- _Text for analysis_
Newly Selected Artists-Yasmine Dabbous

Yasmine Dabbous
If You Leave Under Fire, What Would You Take with You?
Saturday, February 4–Sunday, February 26, 2023

Amputated from their former lives, refugees find themselves—to borrow from Albert Camus—diverted from their selfness. They leave the territories of their ancestors, in hope to find safety in new and unknown destinations. On these assiduous journeys, they cling to material objects they carry with them all the way from home.

These foundation objects acquire a practical and conceptual importance larger than life. They promote survival and livelihood. They defy loss to preserve the refugee’s identity as well as their humanity. Remnants of a former reality, objects create critical connections between past and future, in an elusive present.

In this exhibition, artist Yasmine Dabbous uses fiber arts and jewelry design to celebrate these consequential objects. Her hand-embroidered miniature mattresses project actual objects grabbed by refugees in twelve countries across four continents. The mattresses themselves hail yet another rooted mast for these tired lives on the move.

- _Exercises to complete_
a – List the main verb of each sentence in the paragraph of the exhibition text that begins "These foundation objects".
b – Proceed with the exhibition text on refugees' objects, starting after its last sentence.

Saved entries
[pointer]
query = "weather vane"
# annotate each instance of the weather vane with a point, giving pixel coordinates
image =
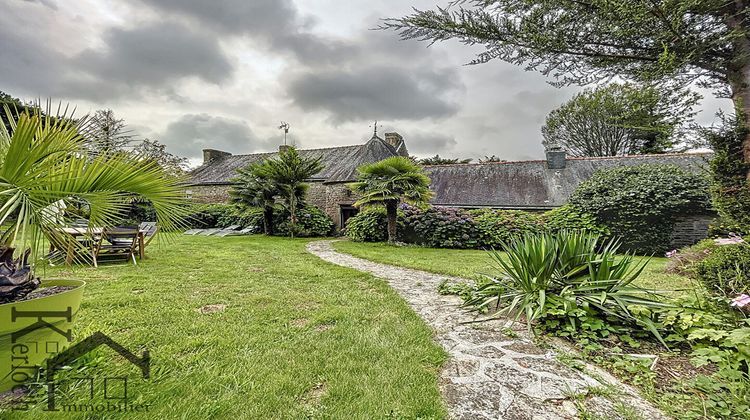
(284, 126)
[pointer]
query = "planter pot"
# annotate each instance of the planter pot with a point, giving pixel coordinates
(34, 330)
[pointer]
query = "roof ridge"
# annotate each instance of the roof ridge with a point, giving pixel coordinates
(302, 150)
(651, 155)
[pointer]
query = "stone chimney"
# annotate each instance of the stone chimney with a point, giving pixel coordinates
(395, 140)
(556, 158)
(212, 154)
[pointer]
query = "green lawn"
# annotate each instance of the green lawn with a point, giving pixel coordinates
(473, 263)
(299, 337)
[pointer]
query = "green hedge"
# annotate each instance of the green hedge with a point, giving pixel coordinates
(442, 227)
(312, 221)
(640, 204)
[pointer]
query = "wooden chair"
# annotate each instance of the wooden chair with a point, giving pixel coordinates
(122, 243)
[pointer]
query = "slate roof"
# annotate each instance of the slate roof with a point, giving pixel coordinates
(340, 163)
(530, 184)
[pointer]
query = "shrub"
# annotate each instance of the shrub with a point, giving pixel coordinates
(683, 262)
(208, 215)
(311, 222)
(640, 204)
(569, 280)
(370, 224)
(568, 217)
(726, 270)
(440, 227)
(495, 227)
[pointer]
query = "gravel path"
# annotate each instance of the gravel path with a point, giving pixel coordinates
(495, 370)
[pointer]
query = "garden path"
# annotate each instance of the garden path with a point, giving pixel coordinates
(495, 370)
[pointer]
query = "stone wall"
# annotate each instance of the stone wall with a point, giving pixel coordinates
(689, 230)
(328, 197)
(208, 193)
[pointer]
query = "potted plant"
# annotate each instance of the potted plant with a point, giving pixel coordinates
(46, 167)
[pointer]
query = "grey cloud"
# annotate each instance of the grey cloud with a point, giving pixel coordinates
(191, 133)
(154, 54)
(376, 92)
(428, 143)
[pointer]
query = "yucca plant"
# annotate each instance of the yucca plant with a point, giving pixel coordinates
(569, 269)
(44, 169)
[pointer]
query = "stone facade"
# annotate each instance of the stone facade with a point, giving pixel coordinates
(330, 197)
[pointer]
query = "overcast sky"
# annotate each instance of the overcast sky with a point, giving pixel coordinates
(222, 74)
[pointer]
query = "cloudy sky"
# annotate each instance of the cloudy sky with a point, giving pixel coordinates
(222, 74)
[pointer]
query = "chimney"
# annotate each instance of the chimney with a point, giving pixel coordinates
(212, 154)
(556, 158)
(395, 140)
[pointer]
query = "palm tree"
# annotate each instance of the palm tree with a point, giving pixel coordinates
(289, 171)
(44, 170)
(254, 187)
(390, 181)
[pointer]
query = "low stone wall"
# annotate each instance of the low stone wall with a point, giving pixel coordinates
(689, 230)
(208, 194)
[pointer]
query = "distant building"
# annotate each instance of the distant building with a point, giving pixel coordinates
(210, 183)
(533, 185)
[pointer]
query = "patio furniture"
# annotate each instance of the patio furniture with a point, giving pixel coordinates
(123, 243)
(89, 237)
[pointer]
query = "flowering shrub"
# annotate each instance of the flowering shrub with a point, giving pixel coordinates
(370, 225)
(311, 221)
(440, 227)
(496, 227)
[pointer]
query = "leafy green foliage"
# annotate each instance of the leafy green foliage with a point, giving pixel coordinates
(563, 278)
(584, 42)
(730, 187)
(311, 222)
(288, 173)
(441, 227)
(389, 182)
(620, 119)
(369, 225)
(496, 227)
(726, 270)
(640, 204)
(44, 170)
(568, 217)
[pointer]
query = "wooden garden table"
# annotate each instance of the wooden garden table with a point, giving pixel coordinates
(76, 232)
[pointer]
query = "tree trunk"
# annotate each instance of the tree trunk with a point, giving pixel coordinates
(391, 209)
(738, 73)
(268, 221)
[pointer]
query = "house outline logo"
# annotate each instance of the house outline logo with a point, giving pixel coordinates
(83, 347)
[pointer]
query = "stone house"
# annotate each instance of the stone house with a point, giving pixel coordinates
(534, 185)
(210, 183)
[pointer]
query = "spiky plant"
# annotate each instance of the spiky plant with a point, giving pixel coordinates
(255, 187)
(44, 169)
(390, 181)
(290, 171)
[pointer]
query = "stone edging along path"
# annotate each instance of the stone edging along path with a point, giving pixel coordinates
(495, 371)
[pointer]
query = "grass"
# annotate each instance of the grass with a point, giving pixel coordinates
(299, 337)
(473, 263)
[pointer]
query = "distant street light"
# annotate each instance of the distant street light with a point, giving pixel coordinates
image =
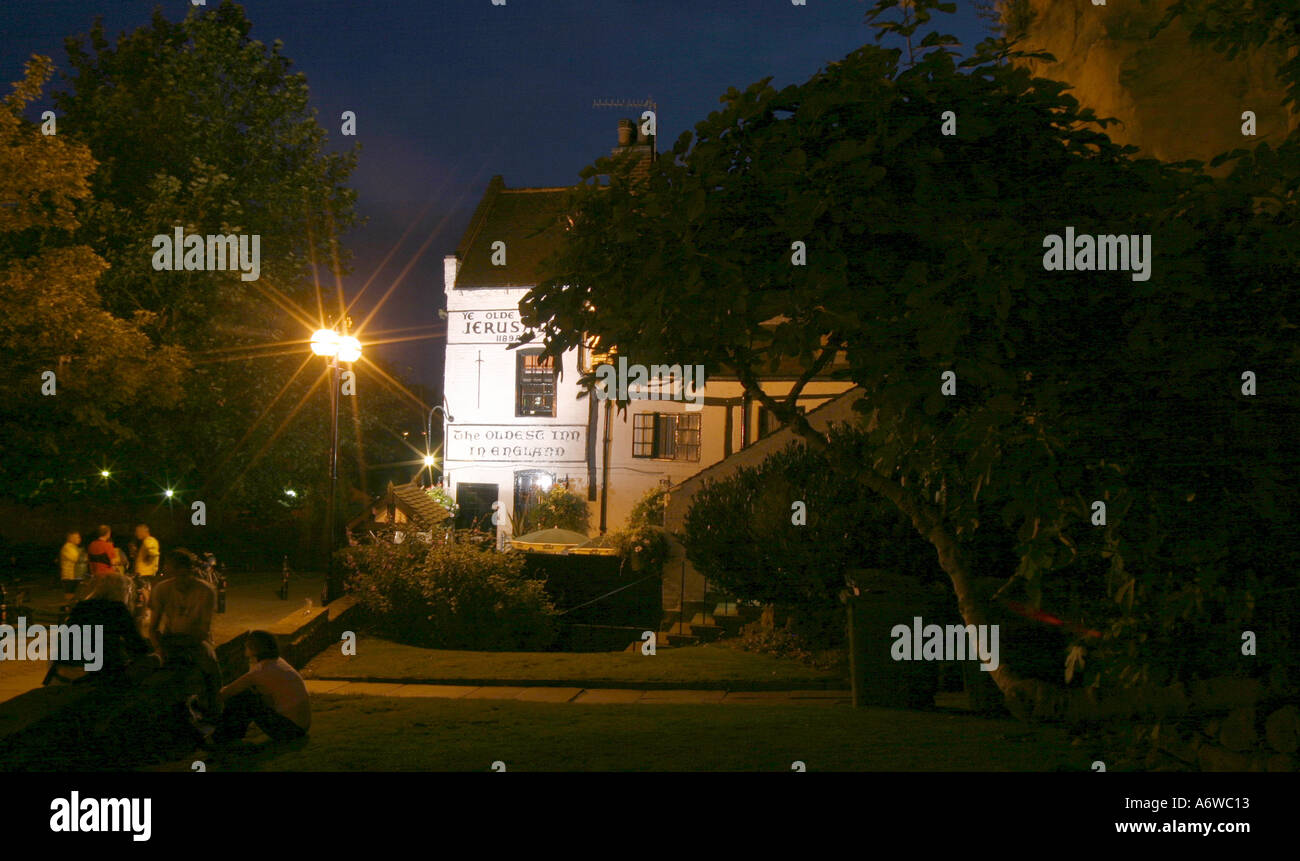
(428, 435)
(336, 347)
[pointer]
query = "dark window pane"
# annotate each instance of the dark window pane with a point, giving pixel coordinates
(642, 435)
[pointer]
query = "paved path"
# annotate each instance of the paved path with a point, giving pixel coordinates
(585, 696)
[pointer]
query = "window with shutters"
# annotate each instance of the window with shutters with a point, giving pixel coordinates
(666, 436)
(534, 385)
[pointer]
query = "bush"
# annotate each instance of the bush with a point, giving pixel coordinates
(558, 509)
(649, 509)
(783, 643)
(450, 596)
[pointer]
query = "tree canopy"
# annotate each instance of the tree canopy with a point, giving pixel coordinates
(924, 256)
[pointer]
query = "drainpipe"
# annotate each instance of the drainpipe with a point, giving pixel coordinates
(605, 468)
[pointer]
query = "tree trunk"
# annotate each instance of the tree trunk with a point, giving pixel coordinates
(1026, 699)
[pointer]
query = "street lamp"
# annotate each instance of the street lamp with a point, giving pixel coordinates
(428, 435)
(336, 347)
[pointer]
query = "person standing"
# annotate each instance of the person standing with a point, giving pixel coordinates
(181, 613)
(68, 558)
(103, 554)
(147, 553)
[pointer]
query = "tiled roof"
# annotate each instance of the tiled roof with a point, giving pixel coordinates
(527, 220)
(419, 503)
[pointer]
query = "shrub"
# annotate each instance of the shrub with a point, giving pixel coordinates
(450, 596)
(644, 546)
(559, 509)
(649, 509)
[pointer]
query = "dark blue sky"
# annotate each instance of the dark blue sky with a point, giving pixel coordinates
(449, 92)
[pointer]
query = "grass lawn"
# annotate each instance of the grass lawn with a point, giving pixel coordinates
(705, 666)
(395, 734)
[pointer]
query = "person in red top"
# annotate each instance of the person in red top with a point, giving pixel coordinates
(102, 553)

- _Task-by-task outputs_
a – acquire, promote, defy, create

b –
Underlying this celebration, where home becomes a trivial object, is a commentary about the collapse of humanity. Despite massive strides in cybernetics and genetics, civilization faces moral defeat when it fails to avert conflict, multiple refugee crises and millions of lives shattered.

 

About the artist:

Yasmine Dabbous, PhD, is a visual culture artist and researcher from Beirut, Lebanon.

Dabbous chiefly uses fiber arts and jewelry design to comment on contemporary socio-cultural issues, of pertinence to our globalized communities. Dabbous is influenced by her upbringing in a tumultuous region, her academic interests rooted in interdisciplinary methodologies, and a solid training in storytelling.

After a long career in journalism and journalism education, Dabbous left her professorial position at the Lebanese American University to study textile design at the Fashion Institute of Technology in New York City. Today, her portfolio includes gallery and museum exhibitions in New York City, Washington DC, London and Beirut.

Dabbous is the founder of Kinship Stories, a line of tribal art necklaces that celebrate cultures. She is also the co-founder of Espace Fann, a Beirut-based creative space teaching formal art and design.

Dabbous has widely lectured and written about the healing impact of textile art and its role in building bridges across communities.